(Coordinate label entries)
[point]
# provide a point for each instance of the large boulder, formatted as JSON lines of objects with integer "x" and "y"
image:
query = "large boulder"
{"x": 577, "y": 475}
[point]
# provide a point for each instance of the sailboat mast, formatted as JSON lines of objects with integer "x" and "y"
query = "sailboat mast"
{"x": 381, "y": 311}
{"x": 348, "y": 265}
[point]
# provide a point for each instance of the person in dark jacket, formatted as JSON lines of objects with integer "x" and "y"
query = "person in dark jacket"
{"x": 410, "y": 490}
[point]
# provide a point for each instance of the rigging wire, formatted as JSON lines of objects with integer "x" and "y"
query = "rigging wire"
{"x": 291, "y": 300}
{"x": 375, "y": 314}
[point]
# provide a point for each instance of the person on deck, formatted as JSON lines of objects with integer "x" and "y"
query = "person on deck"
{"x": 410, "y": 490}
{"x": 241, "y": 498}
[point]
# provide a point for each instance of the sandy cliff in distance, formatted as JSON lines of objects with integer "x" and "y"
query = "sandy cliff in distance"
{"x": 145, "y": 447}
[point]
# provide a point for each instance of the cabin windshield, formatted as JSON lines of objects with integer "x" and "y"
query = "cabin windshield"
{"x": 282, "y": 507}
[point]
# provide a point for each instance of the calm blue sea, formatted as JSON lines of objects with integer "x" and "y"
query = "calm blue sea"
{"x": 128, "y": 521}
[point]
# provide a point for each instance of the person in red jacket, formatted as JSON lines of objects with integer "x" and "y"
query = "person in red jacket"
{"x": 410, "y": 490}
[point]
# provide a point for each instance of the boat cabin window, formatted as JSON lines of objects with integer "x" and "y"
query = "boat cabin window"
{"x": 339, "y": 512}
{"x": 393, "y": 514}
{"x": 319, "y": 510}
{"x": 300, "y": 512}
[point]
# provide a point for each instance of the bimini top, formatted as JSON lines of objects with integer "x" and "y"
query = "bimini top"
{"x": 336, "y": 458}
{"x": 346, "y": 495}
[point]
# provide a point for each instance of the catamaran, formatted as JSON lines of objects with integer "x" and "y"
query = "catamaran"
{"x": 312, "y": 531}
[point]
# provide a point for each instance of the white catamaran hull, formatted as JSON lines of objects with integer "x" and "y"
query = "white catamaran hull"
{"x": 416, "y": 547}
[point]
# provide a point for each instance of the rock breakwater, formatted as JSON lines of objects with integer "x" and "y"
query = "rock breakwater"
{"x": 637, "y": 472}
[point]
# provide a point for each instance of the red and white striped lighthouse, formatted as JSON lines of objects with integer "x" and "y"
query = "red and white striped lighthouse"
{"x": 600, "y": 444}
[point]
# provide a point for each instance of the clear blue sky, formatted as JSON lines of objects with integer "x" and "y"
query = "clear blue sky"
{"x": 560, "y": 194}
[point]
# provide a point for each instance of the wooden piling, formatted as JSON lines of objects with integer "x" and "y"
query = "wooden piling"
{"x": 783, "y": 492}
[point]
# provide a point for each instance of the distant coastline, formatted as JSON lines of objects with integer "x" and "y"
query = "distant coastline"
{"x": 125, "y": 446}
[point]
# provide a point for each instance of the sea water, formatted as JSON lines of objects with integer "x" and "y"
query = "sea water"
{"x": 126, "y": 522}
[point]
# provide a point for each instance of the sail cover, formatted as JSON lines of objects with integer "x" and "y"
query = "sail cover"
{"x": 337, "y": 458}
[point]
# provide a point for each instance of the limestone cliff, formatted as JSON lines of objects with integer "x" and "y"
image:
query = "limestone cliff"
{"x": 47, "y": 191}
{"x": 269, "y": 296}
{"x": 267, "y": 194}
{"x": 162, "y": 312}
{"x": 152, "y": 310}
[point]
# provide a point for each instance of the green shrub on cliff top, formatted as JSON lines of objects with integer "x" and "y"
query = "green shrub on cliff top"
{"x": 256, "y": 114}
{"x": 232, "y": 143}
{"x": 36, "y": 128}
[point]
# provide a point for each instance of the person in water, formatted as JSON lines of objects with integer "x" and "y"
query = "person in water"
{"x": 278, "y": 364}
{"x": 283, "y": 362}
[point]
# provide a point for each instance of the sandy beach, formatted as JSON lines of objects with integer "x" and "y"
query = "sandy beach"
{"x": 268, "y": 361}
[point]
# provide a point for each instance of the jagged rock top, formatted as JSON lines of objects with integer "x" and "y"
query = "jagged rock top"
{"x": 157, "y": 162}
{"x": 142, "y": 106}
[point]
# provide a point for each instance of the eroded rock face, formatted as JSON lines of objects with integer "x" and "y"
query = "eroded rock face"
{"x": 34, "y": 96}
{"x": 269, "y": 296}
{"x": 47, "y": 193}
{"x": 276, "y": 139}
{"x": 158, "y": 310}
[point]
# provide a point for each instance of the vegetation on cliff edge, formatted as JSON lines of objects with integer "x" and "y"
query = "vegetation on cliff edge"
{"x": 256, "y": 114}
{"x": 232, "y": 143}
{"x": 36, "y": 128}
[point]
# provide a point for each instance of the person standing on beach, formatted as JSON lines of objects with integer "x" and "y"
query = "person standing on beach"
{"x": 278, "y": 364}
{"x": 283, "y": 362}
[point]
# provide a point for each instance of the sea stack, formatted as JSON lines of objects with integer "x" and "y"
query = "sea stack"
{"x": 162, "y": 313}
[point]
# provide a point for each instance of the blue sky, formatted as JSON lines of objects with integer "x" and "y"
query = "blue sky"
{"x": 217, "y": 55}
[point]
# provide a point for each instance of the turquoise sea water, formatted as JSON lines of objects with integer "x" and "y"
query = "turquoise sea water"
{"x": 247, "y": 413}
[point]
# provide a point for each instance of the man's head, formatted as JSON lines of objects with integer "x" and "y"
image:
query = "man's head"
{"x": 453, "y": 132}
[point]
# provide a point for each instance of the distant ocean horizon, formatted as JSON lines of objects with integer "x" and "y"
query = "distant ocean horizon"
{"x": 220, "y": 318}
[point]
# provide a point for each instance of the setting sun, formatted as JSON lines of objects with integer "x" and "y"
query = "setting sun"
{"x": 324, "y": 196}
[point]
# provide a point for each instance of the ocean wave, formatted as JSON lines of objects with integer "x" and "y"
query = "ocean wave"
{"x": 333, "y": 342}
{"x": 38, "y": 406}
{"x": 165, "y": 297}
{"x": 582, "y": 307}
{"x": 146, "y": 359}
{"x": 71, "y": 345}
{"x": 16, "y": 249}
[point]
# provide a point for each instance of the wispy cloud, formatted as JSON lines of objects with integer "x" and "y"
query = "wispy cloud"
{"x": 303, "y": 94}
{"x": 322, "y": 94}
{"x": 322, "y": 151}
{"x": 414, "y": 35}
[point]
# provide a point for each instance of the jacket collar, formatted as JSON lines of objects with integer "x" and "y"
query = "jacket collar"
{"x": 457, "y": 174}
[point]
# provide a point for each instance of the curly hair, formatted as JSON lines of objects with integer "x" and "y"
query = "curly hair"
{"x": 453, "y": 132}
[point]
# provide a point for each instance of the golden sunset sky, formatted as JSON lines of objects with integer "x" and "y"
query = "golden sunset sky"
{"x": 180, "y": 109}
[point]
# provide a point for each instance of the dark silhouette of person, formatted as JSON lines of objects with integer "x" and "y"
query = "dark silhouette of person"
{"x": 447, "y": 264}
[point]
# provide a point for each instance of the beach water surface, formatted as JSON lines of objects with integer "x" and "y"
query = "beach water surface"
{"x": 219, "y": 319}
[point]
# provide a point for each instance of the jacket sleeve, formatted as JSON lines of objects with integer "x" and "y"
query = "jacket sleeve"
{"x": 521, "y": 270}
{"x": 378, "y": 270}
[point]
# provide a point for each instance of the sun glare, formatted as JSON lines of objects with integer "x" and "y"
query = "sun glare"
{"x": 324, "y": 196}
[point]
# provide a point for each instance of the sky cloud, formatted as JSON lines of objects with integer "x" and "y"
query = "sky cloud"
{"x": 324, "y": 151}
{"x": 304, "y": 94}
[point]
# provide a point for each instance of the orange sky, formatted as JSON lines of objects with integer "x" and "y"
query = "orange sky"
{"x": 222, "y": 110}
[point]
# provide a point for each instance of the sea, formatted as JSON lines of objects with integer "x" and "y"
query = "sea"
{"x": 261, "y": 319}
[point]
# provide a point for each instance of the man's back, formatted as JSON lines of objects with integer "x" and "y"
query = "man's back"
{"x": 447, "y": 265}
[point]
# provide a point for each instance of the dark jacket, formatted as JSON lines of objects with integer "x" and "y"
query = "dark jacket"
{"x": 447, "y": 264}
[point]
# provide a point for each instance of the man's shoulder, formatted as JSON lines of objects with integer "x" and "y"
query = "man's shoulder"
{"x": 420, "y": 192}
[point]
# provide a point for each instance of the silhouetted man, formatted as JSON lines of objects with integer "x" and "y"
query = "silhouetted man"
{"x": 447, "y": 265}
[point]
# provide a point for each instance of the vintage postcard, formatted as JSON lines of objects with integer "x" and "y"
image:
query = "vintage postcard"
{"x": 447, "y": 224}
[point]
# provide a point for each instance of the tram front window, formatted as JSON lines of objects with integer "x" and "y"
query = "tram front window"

• Work instructions
State how many lines of the rows above contain the word "orange", matching case exactly, and give only that number.

• Response for this exercise
2